■ The request
Copy out all of the material, matching it word for word.

■ Named object pointing entries

___

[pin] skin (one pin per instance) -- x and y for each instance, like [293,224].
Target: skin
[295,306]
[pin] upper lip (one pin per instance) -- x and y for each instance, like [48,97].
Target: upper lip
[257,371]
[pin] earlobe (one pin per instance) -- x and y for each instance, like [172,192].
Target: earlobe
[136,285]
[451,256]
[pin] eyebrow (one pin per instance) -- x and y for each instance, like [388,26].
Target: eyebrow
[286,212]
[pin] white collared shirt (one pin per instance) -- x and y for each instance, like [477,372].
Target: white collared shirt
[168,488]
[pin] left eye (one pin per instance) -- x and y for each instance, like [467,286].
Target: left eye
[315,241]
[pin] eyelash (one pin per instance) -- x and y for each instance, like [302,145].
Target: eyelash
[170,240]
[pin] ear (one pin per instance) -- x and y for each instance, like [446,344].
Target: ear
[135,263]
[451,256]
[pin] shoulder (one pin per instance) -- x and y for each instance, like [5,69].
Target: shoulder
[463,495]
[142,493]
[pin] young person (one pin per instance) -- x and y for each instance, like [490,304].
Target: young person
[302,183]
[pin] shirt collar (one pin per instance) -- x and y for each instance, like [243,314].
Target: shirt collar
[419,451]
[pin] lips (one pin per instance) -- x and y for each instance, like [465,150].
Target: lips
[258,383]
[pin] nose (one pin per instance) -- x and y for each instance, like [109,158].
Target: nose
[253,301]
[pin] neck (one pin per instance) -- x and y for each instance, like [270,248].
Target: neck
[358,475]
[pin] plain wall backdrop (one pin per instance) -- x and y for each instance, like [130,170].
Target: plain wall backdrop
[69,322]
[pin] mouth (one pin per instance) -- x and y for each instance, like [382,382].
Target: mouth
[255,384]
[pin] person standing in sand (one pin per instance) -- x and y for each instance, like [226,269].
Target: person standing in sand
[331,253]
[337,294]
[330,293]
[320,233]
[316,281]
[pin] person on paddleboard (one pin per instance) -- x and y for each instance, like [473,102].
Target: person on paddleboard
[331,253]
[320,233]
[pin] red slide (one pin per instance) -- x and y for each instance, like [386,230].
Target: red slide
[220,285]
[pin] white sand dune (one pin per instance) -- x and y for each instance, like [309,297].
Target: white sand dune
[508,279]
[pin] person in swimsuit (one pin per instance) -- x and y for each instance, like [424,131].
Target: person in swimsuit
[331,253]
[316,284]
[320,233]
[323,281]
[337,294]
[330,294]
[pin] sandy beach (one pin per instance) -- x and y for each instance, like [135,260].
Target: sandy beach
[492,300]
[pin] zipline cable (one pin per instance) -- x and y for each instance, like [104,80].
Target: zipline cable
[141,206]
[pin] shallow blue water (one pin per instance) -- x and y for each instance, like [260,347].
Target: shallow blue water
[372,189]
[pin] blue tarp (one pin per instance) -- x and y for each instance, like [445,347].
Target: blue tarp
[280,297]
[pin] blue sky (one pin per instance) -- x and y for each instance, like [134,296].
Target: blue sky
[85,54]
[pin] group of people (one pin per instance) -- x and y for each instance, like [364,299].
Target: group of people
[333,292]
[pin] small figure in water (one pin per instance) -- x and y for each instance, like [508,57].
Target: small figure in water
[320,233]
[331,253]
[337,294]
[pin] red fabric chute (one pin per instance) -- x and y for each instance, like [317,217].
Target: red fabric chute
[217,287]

___

■ Exercise response
[pin] skin (one pin per instance) -- x and y for each instance, like [293,224].
Target: skin
[295,306]
[pin] upper lip (one pin per instance) -- x and y for each instance, like [48,97].
Target: upper lip
[257,371]
[pin] earlobe (one pin per instance) -- x and y for each instance, like [172,192].
Target: earlobe
[136,285]
[451,256]
[pin] eyebrow (one pin per instance) -- x and y for each instance, like [388,26].
Target: eyebrow
[286,212]
[pin] white collared shirt (one pin per instance) -- x and y for each instance, like [477,372].
Target: white collared shirt
[168,488]
[pin] left eye (one pin per instance) -- x and y for each instance, like [467,286].
Target: left eye
[315,241]
[pin] eyelash (one pin per instance) -- x and y for each instance, like [302,145].
Target: eyelash
[170,240]
[pin] ear (one pin per instance) -- x and y for each instance, like [446,344].
Target: ear
[135,263]
[451,256]
[pin] shoulder (one pin per instance) -- x and y for each instance, like [5,69].
Target: shoulder
[463,495]
[142,493]
[pin] young person (one pin per instance) -- x and y for each instance, like [490,304].
Target: young person
[302,183]
[pin] shirt collar (one pin per instance) -- x and y for each instance, like [243,314].
Target: shirt collar
[419,451]
[pin] lips (one pin per instance) -- x and y for each instance, like [465,150].
Target: lips
[258,383]
[pin] nose (one pin per instance) -- x and y for each instance, like [109,158].
Target: nose
[253,301]
[pin] neck (one pin per instance) -- x and y for each instance, like [270,248].
Target: neck
[358,475]
[pin] plain wall backdrop (one pin per instance) -- x and y for each instance, like [130,170].
Target: plain wall backdrop
[69,322]
[pin] mouth (one pin per instance) -- x and y for each instance, like [382,382].
Target: mouth
[255,384]
[pin] person standing in sand (one pin per instance) -- x and y for each instance, like [226,269].
Target: person standing in sand
[331,253]
[337,294]
[330,293]
[320,233]
[316,281]
[pin] person on paddleboard (one pin per instance) -- x and y for each instance, like [473,102].
Target: person on paddleboard
[331,253]
[320,233]
[pin] red slide (one pin per instance) -- x and y for each instance, like [386,230].
Target: red slide
[220,285]
[pin] white sand dune (one pin per instance) -- x and y for each instance, like [309,297].
Target: white sand dune
[508,279]
[pin] person in swimsuit (one pin per instance) -- x and y for each instance, like [424,131].
Target: person in swimsuit
[331,253]
[316,284]
[320,233]
[323,281]
[337,294]
[330,294]
[pin] sandy beach (one pin per instance) -- x and y for each instance, like [135,260].
Target: sandy beach
[492,300]
[pin] zipline cable (one pin per instance) -- x and y for each instance, like [104,80].
Target: zipline cable
[141,206]
[pin] shallow blue water (one pin per instance) -- x and y for each instance, like [260,347].
Target: shallow blue water
[372,189]
[pin] blue tarp (one pin per instance) -- x and y for each instance, like [445,347].
Target: blue tarp
[280,297]
[pin] blue sky (one pin per instance) -- x and y for each instance, like [134,296].
Target: blue sky
[85,54]
[pin] group of people (one pin per instance) -- x and y for each instance, like [364,299].
Target: group of people
[333,292]
[pin] small figure in water (one pin per instance) -- x and y for each instance, like [508,57].
Target: small figure in water
[320,233]
[331,253]
[337,294]
[pin] red fabric chute (one pin per instance) -- x and y for each instance, like [317,217].
Target: red fabric chute
[217,287]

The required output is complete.